** Job **
Quote word for word the part of the betta etchings post below that runs from "# Betta Etchings" up to and including "the first layer.".

# Betta Etchings



## lilnaugrim (Mar 27, 2013)

So I just wanted to show off some of my Metal Etchings I did this semester! I chose to stick with a Betta Fish theme this semester, something I haven't done before and my teacher said that no one else has done it in the first class before haha. Usually we do series in the second Printmaking class. But I'm a Senior (technically Junior standing) Art Major so I've done series before and since I've been so in to fish lately I said why the heck not! lol

The first plate was done using a zinc plate and using a Hard Ground and then was soaked in acid (Copper Sulfate) and then etched through the hard ground to get lines. Anywho, there's a whole more process of course. This one was my first Artist's Proof, kind of like the first layer.

This one is Rembrandt (boy in my avvie). It was supposed to be a self portrait and I took it as things about me. So I use the paint brush and pencil a lot as I'm an Art Major and then I'm super into fish, Remmy being my first one to have been able to keep alive, he's part of me 








Next I added more lines








And then finished product after adding Aqua Tint!








And in color!!

** Extracted records **
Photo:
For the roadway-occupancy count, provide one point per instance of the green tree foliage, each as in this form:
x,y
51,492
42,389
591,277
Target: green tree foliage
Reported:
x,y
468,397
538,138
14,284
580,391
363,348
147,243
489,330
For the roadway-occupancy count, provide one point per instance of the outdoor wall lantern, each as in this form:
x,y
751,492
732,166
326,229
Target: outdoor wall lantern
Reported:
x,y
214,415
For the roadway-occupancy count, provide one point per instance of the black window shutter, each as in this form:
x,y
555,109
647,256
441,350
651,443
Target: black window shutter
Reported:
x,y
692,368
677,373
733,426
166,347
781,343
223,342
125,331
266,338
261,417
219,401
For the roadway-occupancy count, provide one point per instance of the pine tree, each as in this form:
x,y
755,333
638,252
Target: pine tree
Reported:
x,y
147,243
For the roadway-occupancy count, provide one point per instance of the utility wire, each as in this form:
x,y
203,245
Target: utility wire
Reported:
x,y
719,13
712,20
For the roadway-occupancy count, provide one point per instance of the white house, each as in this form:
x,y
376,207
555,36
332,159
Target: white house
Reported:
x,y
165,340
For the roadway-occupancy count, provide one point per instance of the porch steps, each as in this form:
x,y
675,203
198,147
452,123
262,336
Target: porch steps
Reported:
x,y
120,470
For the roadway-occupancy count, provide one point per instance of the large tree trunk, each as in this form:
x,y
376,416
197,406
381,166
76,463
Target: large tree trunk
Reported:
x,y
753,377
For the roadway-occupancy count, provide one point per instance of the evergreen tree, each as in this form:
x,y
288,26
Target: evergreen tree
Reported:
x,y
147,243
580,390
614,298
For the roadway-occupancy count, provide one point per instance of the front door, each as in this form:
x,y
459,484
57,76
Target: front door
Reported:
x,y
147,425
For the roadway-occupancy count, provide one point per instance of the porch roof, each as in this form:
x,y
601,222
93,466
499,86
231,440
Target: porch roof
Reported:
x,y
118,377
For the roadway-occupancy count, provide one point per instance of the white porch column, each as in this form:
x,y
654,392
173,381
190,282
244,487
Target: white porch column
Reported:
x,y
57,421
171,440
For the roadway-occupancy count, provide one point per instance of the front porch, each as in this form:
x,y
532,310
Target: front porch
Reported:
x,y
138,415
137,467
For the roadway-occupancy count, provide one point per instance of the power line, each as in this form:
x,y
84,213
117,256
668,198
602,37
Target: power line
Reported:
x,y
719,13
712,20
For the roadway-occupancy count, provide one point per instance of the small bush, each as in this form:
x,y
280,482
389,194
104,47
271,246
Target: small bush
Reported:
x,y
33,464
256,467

** Result of the exercise **
# Betta Etchings



## lilnaugrim (Mar 27, 2013)

So I just wanted to show off some of my Metal Etchings I did this semester! I chose to stick with a Betta Fish theme this semester, something I haven't done before and my teacher said that no one else has done it in the first class before haha. Usually we do series in the second Printmaking class. But I'm a Senior (technically Junior standing) Art Major so I've done series before and since I've been so in to fish lately I said why the heck not! lol

The first plate was done using a zinc plate and using a Hard Ground and then was soaked in acid (Copper Sulfate) and then etched through the hard ground to get lines. Anywho, there's a whole more process of course. This one was my first Artist's Proof, kind of like the first layer.